Problem to work on
Please repeat the lines from the one holding "target: brown dog's paw" through the last line, inclusive, requests and all, offsetting every coordinate in the answers by -93.

=== Extracted material ===

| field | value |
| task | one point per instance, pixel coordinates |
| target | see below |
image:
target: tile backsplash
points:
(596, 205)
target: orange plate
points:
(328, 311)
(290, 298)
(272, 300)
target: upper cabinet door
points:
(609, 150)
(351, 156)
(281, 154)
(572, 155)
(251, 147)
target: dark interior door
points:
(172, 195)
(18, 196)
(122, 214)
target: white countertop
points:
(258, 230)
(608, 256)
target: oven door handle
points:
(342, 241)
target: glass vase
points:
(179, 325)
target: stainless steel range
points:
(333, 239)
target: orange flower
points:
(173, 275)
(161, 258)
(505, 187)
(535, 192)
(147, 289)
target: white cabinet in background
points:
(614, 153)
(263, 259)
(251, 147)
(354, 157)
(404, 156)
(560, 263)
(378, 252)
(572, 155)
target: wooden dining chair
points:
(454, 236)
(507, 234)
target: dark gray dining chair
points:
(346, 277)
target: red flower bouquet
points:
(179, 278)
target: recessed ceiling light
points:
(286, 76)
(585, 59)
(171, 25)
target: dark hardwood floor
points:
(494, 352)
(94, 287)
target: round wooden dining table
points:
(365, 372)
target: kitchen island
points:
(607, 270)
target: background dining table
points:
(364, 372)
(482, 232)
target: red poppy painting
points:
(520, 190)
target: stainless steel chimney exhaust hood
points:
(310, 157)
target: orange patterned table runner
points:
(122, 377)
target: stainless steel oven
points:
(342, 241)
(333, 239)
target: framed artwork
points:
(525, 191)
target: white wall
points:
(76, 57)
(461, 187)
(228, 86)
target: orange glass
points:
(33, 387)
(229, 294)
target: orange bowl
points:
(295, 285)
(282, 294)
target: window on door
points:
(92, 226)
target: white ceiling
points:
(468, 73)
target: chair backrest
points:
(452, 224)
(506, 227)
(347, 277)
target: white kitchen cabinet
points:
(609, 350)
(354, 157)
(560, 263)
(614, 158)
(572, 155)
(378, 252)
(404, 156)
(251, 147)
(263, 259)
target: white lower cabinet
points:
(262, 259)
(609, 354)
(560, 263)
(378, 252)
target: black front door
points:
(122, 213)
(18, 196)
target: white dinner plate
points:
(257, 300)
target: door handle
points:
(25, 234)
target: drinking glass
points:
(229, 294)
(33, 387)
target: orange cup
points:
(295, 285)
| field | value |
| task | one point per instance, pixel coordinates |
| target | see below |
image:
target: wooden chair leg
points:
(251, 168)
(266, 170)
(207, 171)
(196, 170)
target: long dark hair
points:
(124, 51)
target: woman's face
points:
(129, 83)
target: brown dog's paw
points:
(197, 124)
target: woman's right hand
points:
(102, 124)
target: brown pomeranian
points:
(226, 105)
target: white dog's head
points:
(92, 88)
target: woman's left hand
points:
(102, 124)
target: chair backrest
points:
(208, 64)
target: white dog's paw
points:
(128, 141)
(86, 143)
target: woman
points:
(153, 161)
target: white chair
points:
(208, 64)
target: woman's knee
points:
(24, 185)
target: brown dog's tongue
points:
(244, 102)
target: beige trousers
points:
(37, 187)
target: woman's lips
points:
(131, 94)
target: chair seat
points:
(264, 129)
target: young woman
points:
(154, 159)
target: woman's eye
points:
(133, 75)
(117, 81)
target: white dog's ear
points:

===

Task response
target: brown dog's paw
points:
(104, 31)
target: woman's right hand
points:
(9, 31)
target: brown pomeranian
points:
(133, 12)
target: white dog's head
points:
(-1, -5)
target: woman's left hand
points:
(9, 31)
target: chair backrest
points:
(115, -29)
target: white dog's paw
points:
(35, 48)
(-7, 50)
target: woman
points:
(60, 68)
target: white chair
points:
(115, -29)
target: woman's knee
points:
(-69, 92)
target: brown dog's tongue
points:
(151, 9)
target: beige trousers
points:
(-56, 94)
target: woman's lips
points:
(38, 1)
target: chair seat
points:
(171, 36)
target: young woman
points:
(61, 66)
target: woman's eye
points:
(40, -18)
(24, -12)
target: white dog's ear
points:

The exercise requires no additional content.